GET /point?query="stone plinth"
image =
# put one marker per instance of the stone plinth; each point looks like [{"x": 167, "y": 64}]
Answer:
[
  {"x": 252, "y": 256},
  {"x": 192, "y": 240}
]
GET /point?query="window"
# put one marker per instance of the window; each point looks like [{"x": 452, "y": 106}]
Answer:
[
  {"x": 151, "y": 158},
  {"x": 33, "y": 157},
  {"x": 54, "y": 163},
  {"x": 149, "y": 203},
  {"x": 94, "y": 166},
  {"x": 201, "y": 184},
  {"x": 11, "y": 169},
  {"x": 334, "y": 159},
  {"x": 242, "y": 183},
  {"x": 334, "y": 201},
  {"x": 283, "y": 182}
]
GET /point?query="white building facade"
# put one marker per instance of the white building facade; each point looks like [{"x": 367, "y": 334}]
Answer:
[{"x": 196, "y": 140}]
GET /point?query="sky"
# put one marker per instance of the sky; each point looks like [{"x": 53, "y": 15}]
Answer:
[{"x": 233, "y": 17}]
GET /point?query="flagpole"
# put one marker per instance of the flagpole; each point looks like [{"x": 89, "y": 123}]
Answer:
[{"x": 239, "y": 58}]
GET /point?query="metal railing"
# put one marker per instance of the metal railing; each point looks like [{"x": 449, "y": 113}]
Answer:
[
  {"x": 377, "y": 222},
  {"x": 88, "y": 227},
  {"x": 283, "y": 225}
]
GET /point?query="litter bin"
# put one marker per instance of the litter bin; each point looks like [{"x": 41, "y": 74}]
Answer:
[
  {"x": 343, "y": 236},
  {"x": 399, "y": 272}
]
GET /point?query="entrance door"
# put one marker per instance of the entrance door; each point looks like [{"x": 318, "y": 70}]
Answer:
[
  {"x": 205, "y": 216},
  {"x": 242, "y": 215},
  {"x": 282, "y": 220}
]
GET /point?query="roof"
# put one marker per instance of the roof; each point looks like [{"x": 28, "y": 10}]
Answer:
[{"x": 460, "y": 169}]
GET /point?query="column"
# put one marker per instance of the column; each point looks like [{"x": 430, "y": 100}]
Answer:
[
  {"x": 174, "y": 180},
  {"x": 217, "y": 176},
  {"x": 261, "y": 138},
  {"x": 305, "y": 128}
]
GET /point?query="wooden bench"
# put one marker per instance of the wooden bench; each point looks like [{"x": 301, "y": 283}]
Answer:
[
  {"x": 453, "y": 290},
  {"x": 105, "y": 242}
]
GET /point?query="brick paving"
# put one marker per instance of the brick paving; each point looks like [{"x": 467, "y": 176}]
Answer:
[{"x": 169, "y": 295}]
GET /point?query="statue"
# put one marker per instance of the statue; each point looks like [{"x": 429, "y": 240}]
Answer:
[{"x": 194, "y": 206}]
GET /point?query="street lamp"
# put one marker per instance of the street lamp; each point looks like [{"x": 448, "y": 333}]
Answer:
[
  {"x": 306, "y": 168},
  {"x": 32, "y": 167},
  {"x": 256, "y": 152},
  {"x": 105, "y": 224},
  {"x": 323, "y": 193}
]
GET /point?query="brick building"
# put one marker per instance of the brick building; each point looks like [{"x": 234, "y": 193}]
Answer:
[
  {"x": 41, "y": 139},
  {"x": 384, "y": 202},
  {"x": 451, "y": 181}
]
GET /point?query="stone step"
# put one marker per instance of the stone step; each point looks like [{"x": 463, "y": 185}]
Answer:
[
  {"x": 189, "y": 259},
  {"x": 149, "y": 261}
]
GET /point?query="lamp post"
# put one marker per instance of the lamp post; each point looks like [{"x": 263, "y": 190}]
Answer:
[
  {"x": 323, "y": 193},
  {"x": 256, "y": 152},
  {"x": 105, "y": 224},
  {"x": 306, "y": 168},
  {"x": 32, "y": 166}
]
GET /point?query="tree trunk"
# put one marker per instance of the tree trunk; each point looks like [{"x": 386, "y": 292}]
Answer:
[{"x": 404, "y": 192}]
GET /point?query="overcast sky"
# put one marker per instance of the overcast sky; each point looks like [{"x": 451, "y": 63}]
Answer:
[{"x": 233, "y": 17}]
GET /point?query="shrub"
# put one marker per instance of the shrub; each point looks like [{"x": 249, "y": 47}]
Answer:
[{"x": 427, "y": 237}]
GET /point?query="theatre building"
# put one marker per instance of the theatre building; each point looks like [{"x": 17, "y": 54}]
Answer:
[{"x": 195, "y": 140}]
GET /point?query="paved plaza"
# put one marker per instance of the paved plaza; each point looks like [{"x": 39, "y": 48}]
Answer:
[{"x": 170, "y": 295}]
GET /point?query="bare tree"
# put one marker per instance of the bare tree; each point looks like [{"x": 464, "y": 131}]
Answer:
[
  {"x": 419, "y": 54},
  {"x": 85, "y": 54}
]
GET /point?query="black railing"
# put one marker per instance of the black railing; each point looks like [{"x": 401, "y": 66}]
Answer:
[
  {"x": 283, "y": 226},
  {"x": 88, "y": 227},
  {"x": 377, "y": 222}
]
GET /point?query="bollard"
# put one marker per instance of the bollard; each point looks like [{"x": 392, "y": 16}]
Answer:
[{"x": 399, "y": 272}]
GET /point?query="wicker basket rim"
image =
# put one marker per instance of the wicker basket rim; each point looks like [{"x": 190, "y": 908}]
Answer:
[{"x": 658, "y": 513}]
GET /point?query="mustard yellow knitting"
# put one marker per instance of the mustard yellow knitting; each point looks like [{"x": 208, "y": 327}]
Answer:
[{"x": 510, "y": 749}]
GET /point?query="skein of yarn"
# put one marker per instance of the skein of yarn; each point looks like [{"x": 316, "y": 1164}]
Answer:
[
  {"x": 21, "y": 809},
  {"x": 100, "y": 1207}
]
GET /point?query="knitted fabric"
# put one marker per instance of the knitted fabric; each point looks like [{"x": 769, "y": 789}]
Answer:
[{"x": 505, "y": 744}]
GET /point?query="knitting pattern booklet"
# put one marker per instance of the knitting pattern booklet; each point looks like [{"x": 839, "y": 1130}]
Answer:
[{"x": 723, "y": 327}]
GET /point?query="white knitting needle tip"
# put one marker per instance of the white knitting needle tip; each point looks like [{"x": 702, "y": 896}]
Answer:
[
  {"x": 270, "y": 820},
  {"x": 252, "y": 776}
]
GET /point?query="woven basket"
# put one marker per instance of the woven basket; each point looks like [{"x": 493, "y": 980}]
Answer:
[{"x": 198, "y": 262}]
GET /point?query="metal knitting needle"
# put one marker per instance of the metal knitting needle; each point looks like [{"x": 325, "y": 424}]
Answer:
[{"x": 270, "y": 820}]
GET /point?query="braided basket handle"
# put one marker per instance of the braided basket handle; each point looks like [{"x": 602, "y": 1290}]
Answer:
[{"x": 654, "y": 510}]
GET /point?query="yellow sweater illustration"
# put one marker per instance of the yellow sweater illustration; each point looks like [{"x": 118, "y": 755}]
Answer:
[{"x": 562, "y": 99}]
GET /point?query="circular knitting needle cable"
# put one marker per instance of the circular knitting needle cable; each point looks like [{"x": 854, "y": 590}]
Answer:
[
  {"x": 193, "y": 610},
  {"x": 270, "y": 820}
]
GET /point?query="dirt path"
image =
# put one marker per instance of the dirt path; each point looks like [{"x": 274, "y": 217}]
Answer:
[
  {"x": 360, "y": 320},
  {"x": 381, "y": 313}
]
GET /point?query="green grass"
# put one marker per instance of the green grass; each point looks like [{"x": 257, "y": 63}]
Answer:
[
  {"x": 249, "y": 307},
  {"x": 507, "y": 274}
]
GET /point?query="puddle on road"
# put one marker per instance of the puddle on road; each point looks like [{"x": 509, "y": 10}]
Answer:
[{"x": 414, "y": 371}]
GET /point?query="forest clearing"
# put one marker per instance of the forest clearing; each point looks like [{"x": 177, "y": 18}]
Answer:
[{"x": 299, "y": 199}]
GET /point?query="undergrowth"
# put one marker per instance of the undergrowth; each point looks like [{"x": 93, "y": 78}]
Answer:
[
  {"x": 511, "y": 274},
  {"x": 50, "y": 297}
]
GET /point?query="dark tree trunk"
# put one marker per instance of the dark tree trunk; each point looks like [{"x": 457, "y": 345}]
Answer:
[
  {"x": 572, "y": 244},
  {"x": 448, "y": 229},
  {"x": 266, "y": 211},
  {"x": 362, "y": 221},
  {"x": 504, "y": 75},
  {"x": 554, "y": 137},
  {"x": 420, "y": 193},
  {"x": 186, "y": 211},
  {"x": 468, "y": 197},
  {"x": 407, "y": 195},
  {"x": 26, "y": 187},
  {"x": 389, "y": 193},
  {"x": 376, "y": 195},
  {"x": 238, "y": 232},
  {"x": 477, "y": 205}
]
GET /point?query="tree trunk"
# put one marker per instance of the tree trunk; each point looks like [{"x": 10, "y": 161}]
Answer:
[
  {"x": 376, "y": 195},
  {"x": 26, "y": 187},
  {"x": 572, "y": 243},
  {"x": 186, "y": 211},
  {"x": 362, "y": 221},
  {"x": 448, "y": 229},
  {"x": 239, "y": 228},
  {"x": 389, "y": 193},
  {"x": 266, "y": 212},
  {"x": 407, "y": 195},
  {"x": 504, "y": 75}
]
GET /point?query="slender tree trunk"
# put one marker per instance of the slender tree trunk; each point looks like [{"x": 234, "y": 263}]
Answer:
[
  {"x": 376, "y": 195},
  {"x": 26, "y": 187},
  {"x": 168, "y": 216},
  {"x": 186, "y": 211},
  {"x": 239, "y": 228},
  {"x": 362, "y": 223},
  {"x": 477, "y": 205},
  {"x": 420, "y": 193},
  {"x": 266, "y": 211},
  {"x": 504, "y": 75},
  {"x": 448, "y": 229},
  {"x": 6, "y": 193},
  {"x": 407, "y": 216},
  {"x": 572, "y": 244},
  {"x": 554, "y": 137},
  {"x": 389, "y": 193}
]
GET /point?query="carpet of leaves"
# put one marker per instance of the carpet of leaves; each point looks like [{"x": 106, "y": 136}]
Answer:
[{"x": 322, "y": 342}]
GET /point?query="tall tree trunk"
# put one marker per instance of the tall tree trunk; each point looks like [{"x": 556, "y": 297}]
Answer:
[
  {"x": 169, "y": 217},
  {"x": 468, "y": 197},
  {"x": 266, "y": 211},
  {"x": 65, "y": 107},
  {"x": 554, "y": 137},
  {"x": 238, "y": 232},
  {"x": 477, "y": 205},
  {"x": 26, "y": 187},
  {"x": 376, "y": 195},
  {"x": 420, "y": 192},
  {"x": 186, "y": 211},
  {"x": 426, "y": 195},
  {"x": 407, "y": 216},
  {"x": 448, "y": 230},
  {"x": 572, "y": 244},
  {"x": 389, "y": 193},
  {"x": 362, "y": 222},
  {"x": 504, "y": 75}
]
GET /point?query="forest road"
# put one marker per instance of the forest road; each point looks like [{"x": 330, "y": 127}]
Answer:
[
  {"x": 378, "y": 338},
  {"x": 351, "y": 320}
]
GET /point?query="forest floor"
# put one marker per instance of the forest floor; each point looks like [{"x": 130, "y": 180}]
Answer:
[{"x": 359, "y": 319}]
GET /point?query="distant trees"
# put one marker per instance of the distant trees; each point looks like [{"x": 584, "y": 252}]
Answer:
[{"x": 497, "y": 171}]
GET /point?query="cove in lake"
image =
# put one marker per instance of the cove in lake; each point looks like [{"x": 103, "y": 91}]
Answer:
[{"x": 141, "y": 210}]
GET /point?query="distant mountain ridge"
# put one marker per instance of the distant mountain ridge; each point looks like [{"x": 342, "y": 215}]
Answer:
------------------------
__YOUR GOAL__
Please work out how many lines of the records contain the word "leaves", with case counting, and give only that number.

__COMPLETE OUTPUT__
2